## Task instructions
Go through the entries below and retype them exactly, omitting each picture.

## Input

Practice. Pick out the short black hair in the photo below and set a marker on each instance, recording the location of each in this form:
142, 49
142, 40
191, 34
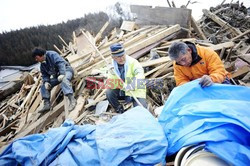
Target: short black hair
38, 52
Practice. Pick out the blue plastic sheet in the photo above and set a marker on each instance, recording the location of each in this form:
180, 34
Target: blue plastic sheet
133, 138
218, 115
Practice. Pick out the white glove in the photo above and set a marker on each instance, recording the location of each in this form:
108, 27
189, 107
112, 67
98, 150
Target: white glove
47, 85
60, 77
206, 81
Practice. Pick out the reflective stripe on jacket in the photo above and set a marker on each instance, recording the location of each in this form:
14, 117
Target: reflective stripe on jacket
210, 64
134, 74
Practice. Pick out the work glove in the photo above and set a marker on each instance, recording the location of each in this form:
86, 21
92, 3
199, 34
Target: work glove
111, 69
205, 81
47, 85
129, 87
60, 77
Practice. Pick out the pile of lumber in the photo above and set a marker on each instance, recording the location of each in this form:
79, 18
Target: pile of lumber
148, 44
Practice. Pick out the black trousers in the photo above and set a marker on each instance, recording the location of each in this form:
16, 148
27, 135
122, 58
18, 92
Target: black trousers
114, 95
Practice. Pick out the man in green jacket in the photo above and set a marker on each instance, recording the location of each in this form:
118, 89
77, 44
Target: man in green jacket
132, 73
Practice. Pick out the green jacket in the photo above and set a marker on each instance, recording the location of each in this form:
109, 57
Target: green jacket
134, 75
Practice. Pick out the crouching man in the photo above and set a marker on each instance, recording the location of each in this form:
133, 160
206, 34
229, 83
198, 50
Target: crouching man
55, 70
132, 73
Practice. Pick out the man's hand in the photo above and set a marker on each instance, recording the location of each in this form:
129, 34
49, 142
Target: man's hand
129, 87
205, 81
47, 85
60, 77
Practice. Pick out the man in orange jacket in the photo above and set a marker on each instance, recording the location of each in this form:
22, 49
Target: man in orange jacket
194, 61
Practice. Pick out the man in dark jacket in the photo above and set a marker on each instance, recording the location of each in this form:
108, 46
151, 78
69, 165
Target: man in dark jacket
55, 70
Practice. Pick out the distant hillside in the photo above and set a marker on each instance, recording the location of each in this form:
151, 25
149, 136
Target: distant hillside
16, 46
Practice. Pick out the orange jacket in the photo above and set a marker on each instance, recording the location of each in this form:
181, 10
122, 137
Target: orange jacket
210, 64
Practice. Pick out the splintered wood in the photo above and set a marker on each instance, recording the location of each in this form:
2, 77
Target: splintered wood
149, 44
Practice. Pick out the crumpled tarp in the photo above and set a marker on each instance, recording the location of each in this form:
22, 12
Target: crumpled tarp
218, 116
133, 138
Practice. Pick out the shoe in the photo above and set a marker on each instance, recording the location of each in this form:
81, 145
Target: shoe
72, 102
120, 109
46, 106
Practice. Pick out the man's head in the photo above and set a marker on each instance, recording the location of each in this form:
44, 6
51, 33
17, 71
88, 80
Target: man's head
180, 53
118, 53
38, 54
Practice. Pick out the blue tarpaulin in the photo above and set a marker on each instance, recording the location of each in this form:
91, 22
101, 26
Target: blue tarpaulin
218, 116
133, 138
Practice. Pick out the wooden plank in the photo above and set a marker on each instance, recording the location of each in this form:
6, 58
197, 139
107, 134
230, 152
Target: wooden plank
221, 22
41, 122
241, 35
80, 104
155, 61
220, 46
128, 26
152, 39
99, 34
197, 29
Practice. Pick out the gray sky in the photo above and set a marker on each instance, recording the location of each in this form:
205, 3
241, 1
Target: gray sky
16, 14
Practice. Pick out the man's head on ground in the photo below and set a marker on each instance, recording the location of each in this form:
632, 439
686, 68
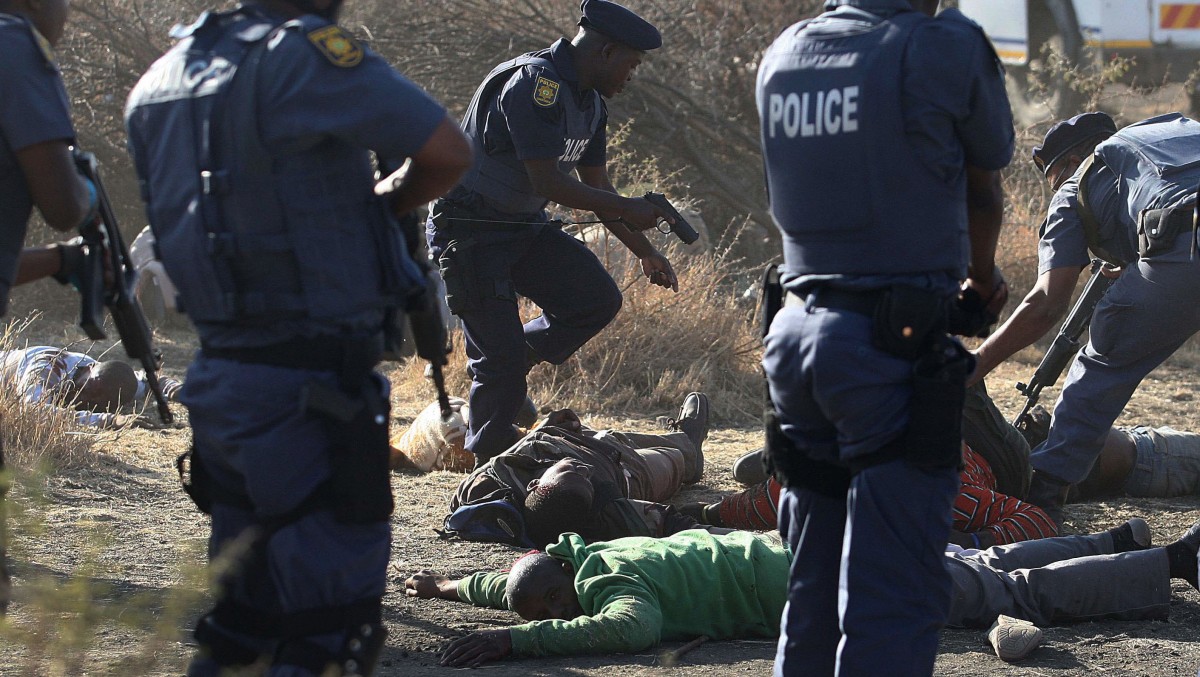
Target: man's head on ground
559, 501
103, 387
610, 46
49, 17
1068, 143
543, 588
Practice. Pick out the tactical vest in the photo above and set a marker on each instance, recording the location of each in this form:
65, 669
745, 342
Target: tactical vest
847, 191
1158, 165
249, 238
501, 179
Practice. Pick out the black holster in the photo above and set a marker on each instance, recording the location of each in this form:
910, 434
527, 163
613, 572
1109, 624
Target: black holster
907, 319
934, 438
795, 469
359, 487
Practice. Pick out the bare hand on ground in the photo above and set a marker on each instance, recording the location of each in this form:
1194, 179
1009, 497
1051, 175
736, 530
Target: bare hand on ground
478, 648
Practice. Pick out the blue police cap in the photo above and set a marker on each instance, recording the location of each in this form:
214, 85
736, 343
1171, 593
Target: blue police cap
621, 24
1069, 133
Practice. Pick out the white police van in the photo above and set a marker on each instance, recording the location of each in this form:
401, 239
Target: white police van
1162, 37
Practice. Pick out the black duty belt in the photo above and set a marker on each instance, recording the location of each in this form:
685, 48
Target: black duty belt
321, 353
455, 216
1169, 222
850, 300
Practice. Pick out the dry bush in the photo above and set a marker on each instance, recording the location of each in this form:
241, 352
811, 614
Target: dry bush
660, 347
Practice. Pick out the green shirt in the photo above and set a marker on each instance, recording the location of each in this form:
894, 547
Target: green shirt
636, 592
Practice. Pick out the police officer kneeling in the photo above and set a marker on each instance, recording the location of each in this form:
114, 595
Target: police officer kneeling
880, 126
252, 138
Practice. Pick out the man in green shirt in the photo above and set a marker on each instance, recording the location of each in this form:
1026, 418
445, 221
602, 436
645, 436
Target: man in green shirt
631, 593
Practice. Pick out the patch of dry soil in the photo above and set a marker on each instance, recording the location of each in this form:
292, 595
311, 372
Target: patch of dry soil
108, 561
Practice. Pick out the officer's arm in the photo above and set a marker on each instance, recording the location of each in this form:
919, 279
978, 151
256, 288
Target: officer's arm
655, 265
985, 211
57, 189
598, 178
435, 169
552, 184
1039, 311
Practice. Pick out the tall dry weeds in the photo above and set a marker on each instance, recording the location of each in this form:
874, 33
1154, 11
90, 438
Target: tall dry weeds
660, 347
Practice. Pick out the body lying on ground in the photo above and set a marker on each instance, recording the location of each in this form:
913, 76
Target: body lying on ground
633, 593
53, 377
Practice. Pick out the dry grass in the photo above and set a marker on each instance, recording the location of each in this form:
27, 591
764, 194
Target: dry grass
660, 347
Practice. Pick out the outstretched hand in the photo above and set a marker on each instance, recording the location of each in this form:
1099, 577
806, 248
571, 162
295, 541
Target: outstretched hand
430, 585
478, 648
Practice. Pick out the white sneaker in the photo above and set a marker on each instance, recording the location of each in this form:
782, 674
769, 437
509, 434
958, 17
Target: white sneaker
1013, 639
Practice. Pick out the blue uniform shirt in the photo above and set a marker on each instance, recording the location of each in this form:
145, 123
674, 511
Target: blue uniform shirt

## Solution for this exercise
Practice. Pick out the short black hair in the photo below and set a marker on each instance, recording the location of each in this form:
142, 49
142, 40
191, 34
Target: short black hair
38, 52
Practice. Pick out the blue plastic sheet in the photo above and set a marker on each instance, recording the location of each in this form:
180, 34
Target: blue plastic sheet
133, 138
218, 115
Practice. Pick out the white glove in the photo above and set a marker on each instance, recording the location of each in this form:
108, 27
189, 107
112, 67
98, 150
Target: white glove
47, 85
60, 77
206, 81
Practice. Pick out the reflective stripe on jacket in the photo above and set a marker on each instance, recording the location of each in this form:
14, 117
Target: reflective stripe on jacket
210, 64
134, 74
Practice. Pick out the work glove in the photo above and set a marker on each instance, recording the location of each in this form:
86, 21
92, 3
199, 34
Target: work glove
111, 69
205, 81
47, 85
129, 87
60, 77
Practice. Pick out the pile of lumber in the photo above and set a marker on each instance, recording the location of each in this form:
79, 18
Target: pile of lumber
148, 44
Practice. Pick out the black trousers in the photo above and set a marker on each instance, recording the location of each in this form:
16, 148
27, 135
122, 58
18, 92
Target: black trousers
114, 95
Practice. Pick out the man in green jacket in the photo above and set a marker on each instance, recording the location of each in this form:
118, 89
77, 44
Target: man in green jacket
132, 73
Practice. Pick out the green jacket in the photo above and set a marker on each instance, recording the location of each in this form:
109, 57
Target: green jacket
134, 75
Practice. Pick out the crouching man in the photo above and set a marker on each instance, recording the location of each in this form:
133, 160
206, 34
229, 83
198, 50
Target: crouching man
55, 70
132, 73
Practice. Pick out the man's hand in the photo above and set a marker on each instance, recording the location of each in this form:
129, 34
49, 142
Target: man's hand
129, 87
205, 81
47, 85
60, 77
Practice. Pick out the man in orange jacket in the photo above and set a marker on each instance, recording the location of each in this form:
22, 49
Target: man in orange jacket
194, 61
Practice. Pick out the man in dark jacket in the photo above and set a marker on each instance, recording the location of each in this form:
108, 46
151, 78
69, 165
Target: man in dark jacket
55, 70
Practice. Pick out the distant hillside in the photo above and set a marker on each instance, recording the location of each in this form:
151, 25
149, 136
Target: distant hillside
16, 46
Practice. Pick out the orange jacket in the photo above and set a marker on each instance, recording the location of each in this form:
181, 10
122, 137
Target: orange jacket
210, 64
Practice. Pick out the splintered wood in the photo above and set a marker on each instance, recording the location of each in this form:
2, 77
Target: splintered wood
149, 44
Practice. Pick out the crumpled tarp in the photo above and set a marker on each instance, recording the location of each in this form:
22, 12
Target: crumpled tarp
218, 116
133, 138
Practice. Pick out the shoe in the photo above and set a marker on each instance, recording the location of each in this form:
81, 145
Target: shoe
72, 102
120, 109
46, 106
Practice. Pick out the man's head in the photo above and set a marker on each instance, recording the location of each in this form:
44, 6
51, 33
17, 71
88, 80
Target: man's head
180, 53
118, 53
38, 54
Practice. Pick out the blue tarpaulin in the photo above and set a marker on each instance, recording the location of each in this form:
91, 22
101, 26
Target: blue tarpaulin
218, 116
133, 138
Practice. Pick out the wooden plank in the photo above and set a marker on each instance, recording the location of each in this form:
6, 58
197, 139
107, 134
230, 152
Target: wooden plank
221, 22
41, 122
241, 35
80, 104
155, 61
220, 46
128, 26
152, 39
99, 34
197, 29
Practice. Pick out the gray sky in the photo above and set a marker on each instance, recording the location of each in this form:
205, 3
241, 1
Target: gray sky
16, 14
Practice. Pick out the man's head on ground in the photo below and set a marker on each instance, recording the location of each in this form:
632, 439
686, 68
Target: man's head on ground
559, 501
103, 387
610, 46
49, 17
1068, 143
543, 588
Practice. Pick out the tactical vest in the photo above and set a marker on each instance, recording the location of each in this form:
65, 669
745, 342
Target: tactical vest
847, 191
1158, 165
249, 238
501, 179
Practice. Pick out the black holster in the photo above and set a marker on each instance, recording the location of each in this form:
910, 434
527, 163
613, 572
1109, 624
Target: black holster
907, 319
934, 438
795, 469
359, 487
Practice. Pick out the bare hand on ground in the photo above and set a marker on each instance, recording the location of each in this form:
1194, 179
1009, 497
1051, 175
736, 530
Target: bare hand on ground
478, 648
Practice. Pick out the blue police cap in the photo above and set a marker on each instance, recording the location of each in this form:
214, 85
736, 343
1171, 593
Target: blue police cap
621, 24
1069, 133
Practice. Pick out the white police van in the photo above and set a marker on each instance, recording the location of each in this form:
401, 239
Target: white police van
1162, 37
Practice. Pick out the black duty belt in the photo above and set a marker on each instance, recording the location of each in this form:
685, 48
Target: black duty belt
321, 353
455, 216
1169, 222
850, 300
Practice. Pick out the dry bush in the photo above and set a marker on each instance, recording the location of each in this form:
241, 352
811, 614
Target: dry bush
660, 347
Practice. Pick out the green shirt in the photo above and set a marker on each instance, recording the location of each in this form:
894, 547
Target: green shirt
636, 592
Practice. Pick out the police officer kneeling in the photo above and set a marker on each instance, recording the location of each in this form:
114, 595
Target: police officer kneeling
880, 126
252, 138
Practice. Pick out the man in green shirt in the photo above and set a marker on each instance, recording the location of each in this form:
1026, 418
445, 221
602, 436
645, 436
Target: man in green shirt
631, 593
Practice. Pick out the patch of dry soil in the photo above and set a marker on each instance, recording the location of each in this form:
292, 595
311, 372
Target: patch of dry soil
108, 561
Practice. Pick out the officer's arm in the photo above and set a marker on each instance, recording the location of each in this form:
919, 279
978, 151
256, 288
Target: officer's arm
655, 265
985, 211
57, 189
598, 178
435, 169
552, 184
1039, 311
Practice. Pick out the tall dry weeds in the photo above and set a marker on each instance, recording the location of each in this form:
874, 33
1154, 11
90, 438
Target: tall dry weeds
660, 347
Practice. Pick out the body lying on ground in the photo above and set a marker on each instance, recording the location of each in this form:
913, 76
Target: body lying on ground
633, 593
53, 377
Practice. Pick out the dry grass in the photo above and set a marker on each instance, recording the location of each in this form:
27, 591
764, 194
Target: dry grass
660, 347
Practice. Pick out the outstretched hand in the photo above and set a marker on each instance, recording the location of each in this form:
1099, 577
806, 248
571, 162
295, 541
Target: outstretched hand
430, 585
478, 648
Practice. Pick out the white sneaker in the photo above and set a marker on each instance, recording the location of each in this form:
782, 674
769, 437
509, 434
958, 17
Target: white sneaker
1013, 639
Practice. Pick out the blue uniform shirt in the photo above and set a marker on each instance, recording the location of each in this form:
145, 123
674, 511
Target: blue uniform shirt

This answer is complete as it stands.